**Directions for this task**
Edit the lines starting with the one containing "pixel 411 1119." and going on through the end of the records, replacing "man's ear" with "man's nose" and leaving everything else unchanged. Return only those lines.

Dataset excerpt
╭──
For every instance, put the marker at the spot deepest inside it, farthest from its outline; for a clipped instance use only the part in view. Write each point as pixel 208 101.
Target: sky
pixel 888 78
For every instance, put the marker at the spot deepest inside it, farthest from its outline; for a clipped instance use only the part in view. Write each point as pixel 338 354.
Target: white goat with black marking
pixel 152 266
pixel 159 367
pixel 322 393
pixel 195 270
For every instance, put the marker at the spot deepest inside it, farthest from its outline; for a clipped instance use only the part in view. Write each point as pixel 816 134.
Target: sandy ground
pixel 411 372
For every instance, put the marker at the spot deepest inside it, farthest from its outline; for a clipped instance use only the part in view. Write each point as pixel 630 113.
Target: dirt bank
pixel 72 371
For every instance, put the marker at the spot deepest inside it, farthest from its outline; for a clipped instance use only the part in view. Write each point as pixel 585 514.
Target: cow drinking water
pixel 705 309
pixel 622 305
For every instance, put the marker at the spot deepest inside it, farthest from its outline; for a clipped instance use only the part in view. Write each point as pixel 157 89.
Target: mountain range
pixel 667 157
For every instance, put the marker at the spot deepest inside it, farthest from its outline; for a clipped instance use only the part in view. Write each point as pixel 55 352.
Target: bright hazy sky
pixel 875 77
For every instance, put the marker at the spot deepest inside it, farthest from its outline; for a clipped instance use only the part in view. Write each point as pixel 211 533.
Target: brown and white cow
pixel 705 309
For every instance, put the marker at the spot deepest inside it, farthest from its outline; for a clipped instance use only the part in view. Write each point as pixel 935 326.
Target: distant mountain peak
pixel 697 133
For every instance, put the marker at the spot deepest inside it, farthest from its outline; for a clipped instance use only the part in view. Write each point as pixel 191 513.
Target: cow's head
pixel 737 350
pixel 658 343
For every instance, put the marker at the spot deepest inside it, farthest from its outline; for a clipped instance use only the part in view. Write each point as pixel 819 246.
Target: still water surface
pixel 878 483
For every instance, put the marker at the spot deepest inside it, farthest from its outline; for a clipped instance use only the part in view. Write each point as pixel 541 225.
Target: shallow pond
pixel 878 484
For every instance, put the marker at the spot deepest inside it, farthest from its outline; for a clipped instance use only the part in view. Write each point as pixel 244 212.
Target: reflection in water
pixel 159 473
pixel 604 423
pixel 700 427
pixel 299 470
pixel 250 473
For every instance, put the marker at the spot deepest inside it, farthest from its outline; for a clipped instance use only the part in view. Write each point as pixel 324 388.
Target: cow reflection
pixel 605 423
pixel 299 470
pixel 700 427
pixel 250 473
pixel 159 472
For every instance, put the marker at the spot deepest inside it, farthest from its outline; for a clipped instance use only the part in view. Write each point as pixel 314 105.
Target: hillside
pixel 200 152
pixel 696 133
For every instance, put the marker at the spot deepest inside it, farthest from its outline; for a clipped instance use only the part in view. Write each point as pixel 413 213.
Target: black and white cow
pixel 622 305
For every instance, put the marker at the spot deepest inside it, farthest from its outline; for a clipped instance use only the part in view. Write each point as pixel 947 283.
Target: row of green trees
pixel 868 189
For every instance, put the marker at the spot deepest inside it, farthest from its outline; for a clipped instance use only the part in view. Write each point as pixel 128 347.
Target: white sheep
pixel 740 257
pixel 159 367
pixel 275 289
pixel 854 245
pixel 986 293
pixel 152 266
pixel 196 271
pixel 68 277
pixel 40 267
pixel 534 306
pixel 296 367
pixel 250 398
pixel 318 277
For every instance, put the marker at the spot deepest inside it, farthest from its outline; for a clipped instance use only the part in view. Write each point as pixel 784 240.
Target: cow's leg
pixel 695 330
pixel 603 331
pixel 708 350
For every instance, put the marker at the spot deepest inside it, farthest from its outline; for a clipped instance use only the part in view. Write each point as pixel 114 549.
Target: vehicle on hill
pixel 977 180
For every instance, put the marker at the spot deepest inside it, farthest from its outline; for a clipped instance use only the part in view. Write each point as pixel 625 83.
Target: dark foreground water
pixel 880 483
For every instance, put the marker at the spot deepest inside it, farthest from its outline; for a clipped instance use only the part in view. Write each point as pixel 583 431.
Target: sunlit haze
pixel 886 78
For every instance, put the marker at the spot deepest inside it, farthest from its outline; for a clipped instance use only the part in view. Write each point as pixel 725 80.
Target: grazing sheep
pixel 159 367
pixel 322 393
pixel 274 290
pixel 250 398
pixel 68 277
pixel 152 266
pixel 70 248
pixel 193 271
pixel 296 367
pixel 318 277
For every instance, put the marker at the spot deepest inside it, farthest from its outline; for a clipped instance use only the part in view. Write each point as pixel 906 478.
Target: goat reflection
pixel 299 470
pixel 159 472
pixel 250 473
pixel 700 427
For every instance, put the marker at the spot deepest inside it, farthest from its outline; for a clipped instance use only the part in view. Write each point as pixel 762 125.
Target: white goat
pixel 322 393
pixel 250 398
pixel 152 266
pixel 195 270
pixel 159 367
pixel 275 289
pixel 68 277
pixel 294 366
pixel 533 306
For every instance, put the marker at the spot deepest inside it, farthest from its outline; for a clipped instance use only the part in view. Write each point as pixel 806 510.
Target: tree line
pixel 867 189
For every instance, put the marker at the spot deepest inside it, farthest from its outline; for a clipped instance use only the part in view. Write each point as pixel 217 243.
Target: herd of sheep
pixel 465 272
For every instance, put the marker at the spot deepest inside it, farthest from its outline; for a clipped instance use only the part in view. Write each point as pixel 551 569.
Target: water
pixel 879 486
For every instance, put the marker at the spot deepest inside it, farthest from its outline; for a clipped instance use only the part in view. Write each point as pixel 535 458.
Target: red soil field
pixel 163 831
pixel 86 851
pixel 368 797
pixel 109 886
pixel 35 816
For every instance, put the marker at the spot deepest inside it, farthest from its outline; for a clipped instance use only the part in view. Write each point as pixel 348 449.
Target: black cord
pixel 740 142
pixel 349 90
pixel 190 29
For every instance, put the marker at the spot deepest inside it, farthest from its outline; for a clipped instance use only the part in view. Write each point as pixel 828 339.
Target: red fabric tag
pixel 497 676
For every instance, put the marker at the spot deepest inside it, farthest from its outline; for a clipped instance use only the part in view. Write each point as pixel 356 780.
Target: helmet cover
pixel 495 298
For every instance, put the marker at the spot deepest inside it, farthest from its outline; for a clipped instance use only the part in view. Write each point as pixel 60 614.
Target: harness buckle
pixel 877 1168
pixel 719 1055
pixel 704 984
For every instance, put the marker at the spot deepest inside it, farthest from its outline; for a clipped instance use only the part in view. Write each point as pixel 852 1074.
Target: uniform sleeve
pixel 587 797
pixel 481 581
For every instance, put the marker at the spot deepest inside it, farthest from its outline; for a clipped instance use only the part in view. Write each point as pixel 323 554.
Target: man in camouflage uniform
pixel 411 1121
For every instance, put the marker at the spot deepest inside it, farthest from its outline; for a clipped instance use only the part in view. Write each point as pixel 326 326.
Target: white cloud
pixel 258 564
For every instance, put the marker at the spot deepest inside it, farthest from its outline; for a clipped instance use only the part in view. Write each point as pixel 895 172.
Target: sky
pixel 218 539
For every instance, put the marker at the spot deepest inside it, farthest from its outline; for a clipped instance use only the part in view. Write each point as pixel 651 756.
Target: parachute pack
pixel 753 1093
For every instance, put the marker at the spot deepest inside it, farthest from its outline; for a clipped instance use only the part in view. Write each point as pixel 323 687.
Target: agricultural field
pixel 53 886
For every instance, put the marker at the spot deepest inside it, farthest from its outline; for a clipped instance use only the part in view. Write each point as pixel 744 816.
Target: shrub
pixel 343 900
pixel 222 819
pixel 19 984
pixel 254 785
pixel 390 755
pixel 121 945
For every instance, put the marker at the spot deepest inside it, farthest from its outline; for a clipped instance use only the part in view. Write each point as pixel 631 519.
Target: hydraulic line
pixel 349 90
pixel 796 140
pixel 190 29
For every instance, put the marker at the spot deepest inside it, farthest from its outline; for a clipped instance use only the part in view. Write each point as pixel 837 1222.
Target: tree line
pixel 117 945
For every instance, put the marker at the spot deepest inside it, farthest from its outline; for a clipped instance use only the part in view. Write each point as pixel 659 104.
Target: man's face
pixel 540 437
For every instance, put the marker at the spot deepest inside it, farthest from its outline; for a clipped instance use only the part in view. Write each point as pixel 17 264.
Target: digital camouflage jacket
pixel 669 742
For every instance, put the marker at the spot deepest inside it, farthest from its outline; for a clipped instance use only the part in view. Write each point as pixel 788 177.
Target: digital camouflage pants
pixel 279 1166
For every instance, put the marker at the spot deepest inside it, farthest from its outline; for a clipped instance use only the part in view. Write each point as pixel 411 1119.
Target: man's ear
╰──
**Exercise response**
For every instance, put the marker at the spot deepest inside it, farthest from its outline; for a clipped instance use only the part in view. Write each point as pixel 411 1119.
Target: man's nose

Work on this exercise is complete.